Sunday, 24 May 2020

FLASH BACK ...PUSH BACK...EITHER SUITS

A magnificent mansion ...under construction ...atop a hill ....in Aurora burned this week. Three fire departments attended, three pumpers filled with thousands of gallons of treated water, three crews of firefighters (21), various other fire department vehicles, including on from the Ontario Fire Marshall’s office, and 12 police cruisers. I’m not sure if that still means two men cruisers. The photo Anna Lozyk Romeo posted showed pumpers hooked up to hydrants, meaning pumpers needed re-filling to fight the fire or to return to the fire station full.

Anna's photo was not what reminded me of a proposal I made as a member of the joint fire committee. I suggested municipal fire departments should be sold, lock, stock and barrel to the insurance industry. The rest of the committee and fire officers looked at me as if I had horns on my head and quickly changed the subject. It may have been the reason I lost  in the next election.

No...the reminder came from the newspaper story Anna copied in her blog. The story was lengthy. At the end came a quote from the Fire Chief. “It’s a tear down” he said.

* Exercises:
1 - Condense the paragraph of the blog post about the Aurora mansion fire that begins "A magnificent mansion" into a short bulleted list that keeps its main facts.
2 - Write the next part of the blog post about the Aurora mansion fire, picking up right after the Fire Chief's quote.

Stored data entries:
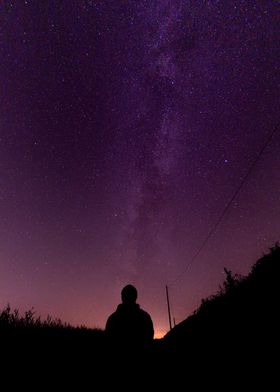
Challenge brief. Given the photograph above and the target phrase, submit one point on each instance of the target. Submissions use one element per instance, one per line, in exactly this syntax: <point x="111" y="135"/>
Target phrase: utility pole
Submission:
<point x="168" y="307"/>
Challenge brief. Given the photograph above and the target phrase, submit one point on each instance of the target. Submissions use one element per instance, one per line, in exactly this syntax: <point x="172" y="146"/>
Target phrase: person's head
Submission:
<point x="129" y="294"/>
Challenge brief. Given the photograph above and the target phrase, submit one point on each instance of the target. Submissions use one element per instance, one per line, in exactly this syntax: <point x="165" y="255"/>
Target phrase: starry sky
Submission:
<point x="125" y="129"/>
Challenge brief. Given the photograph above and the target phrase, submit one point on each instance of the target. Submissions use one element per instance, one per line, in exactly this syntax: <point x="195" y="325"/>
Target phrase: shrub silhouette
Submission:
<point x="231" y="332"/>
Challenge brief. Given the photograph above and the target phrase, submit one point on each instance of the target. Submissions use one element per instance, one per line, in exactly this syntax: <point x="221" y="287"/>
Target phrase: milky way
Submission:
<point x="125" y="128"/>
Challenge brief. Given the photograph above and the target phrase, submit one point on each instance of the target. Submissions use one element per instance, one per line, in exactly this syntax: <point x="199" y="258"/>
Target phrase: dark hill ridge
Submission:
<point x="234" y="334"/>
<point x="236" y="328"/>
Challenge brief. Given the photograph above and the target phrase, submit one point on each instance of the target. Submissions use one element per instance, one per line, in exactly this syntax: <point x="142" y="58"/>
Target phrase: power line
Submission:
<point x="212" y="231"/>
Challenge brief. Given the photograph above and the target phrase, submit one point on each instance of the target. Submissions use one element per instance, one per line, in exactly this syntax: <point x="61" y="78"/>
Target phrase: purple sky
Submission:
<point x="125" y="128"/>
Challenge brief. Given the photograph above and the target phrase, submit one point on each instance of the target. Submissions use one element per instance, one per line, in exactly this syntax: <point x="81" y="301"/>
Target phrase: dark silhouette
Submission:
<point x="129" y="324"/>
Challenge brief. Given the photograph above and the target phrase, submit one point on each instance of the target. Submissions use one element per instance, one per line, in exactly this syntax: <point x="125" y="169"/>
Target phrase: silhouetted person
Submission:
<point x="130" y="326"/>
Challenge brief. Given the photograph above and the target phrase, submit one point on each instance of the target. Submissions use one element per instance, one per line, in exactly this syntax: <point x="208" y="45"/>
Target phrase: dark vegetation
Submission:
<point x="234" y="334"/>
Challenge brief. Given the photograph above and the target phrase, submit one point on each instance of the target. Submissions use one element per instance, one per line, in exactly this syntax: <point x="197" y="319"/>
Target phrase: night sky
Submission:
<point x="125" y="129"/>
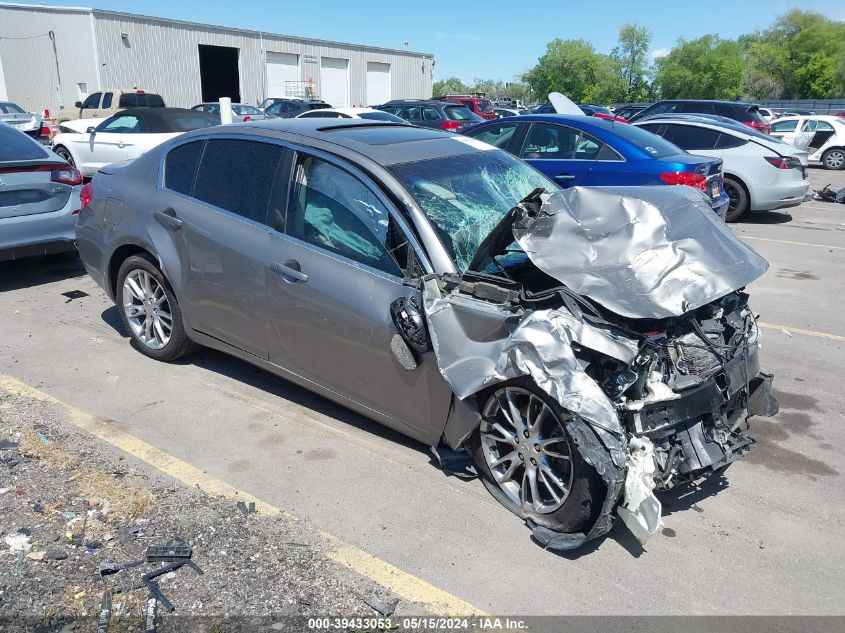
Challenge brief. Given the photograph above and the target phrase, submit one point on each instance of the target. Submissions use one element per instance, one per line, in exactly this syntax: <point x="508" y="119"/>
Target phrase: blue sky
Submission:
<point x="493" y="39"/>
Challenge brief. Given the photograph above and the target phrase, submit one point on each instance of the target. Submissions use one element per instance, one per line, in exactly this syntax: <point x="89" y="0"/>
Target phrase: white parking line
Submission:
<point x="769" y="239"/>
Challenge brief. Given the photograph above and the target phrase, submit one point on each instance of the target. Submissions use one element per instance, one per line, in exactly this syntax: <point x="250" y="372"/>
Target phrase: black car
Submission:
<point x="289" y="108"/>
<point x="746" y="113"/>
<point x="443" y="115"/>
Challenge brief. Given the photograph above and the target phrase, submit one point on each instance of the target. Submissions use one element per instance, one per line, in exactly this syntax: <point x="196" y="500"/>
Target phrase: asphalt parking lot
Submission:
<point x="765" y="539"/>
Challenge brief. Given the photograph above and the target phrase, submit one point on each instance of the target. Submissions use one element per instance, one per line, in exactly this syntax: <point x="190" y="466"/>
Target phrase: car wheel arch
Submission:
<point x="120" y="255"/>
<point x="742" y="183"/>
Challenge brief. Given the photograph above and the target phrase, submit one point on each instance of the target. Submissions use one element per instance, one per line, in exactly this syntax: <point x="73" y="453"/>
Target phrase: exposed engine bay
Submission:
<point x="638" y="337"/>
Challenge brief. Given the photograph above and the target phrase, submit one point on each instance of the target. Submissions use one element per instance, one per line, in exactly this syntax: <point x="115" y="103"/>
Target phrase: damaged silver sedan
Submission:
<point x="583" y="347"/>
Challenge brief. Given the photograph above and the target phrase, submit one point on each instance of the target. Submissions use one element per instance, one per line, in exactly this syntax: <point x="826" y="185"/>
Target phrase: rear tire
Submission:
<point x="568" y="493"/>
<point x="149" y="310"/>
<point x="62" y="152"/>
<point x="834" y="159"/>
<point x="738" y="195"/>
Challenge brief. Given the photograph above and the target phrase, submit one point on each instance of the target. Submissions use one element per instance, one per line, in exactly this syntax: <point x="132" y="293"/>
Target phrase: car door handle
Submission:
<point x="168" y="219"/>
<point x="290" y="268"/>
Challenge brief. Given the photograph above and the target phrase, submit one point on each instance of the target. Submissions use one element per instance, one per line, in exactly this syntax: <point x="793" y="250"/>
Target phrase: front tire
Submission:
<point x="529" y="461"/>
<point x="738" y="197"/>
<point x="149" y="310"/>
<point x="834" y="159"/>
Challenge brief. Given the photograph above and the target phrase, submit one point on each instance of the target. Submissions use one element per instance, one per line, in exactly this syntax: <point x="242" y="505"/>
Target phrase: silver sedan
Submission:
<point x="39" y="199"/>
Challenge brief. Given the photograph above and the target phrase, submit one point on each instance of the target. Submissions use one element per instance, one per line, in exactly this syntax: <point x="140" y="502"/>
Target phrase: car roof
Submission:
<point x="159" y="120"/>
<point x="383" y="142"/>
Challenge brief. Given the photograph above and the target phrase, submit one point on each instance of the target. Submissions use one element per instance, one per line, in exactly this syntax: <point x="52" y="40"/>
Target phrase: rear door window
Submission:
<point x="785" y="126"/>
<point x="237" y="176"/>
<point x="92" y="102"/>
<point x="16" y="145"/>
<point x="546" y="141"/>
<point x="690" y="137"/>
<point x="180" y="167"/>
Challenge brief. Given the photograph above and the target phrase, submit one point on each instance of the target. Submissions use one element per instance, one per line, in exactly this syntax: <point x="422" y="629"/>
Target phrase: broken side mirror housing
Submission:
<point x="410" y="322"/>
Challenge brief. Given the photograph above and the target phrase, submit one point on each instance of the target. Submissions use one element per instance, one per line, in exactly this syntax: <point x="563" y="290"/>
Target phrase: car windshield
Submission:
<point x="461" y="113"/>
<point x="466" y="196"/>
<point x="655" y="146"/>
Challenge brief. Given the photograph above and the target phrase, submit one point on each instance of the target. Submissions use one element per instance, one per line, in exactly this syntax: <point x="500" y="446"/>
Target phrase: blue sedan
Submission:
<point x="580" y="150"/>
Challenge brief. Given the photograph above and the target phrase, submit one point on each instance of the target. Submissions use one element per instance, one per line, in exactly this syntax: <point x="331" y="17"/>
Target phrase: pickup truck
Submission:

* Task results:
1 -
- A mansion under construction on a hilltop in Aurora burned this week.
- Three fire departments responded, with three pumpers carrying thousands of gallons of treated water and three crews totaling 21 firefighters.
- Various other fire department vehicles and 12 police cruisers also attended.
- A photo posted by Anna Lozyk Romeo showed pumpers hooked up to hydrants, meaning they needed refilling either to fight the fire or to return to the fire station full.

2 -
That stunned me. If the object had been to spend the greatest amount, they could not have done better. If the object was to save the building, they could not have done worse. If no department had responded to the call, the fire would have burned out and not needed to be torn down.

The response should have been...burn baby burn...exorbitant as it is, the cost of fighting that fires must be staggering. Three multi-million dollar pumpers. Twenty-one firefighters, hundreds of thousands of gallons of treated water at exorbitant regional rates. Fire halls equipped with sleeping, recreation and cooking facilities to save a residential unit five times bigger than an ordinary family might need.

Since I made that proposal, there’s even more reason to give it serious consideration. Is any building worth the cost of dousing the flames?

The Region has contracted out care for the elderly to the private sector where  costs by employees to less than twenty hours, so that, they have to work at two jobs to make a poor living. The Premier who changed welfare to workfare for single mothers to compel them to take minimum wage jobs is now Chairman of the Board of Chartwell , the for-profit company, who have had to be subsidized by the Ontario government to the amount of $4.00 an hour.

Municipalities contract out parks maintenance. Those employees work side-by-side with unionized workers and receive none of the benefits. While elected officials , who are not employees, work away quietly, reducing their numbers, so that they can h all the benefits of unionized employees.

NDP Premier sold the 407 into the private sector after a previous government spent  horrendously to construct it.

And Ontario toys endlessly with the idea of selling Liquor Control shops into the private sector so as not to have to deal with a most powerful organization......Ontario Public Services Union...and they mantain silence, in the face of it, to protect existing members.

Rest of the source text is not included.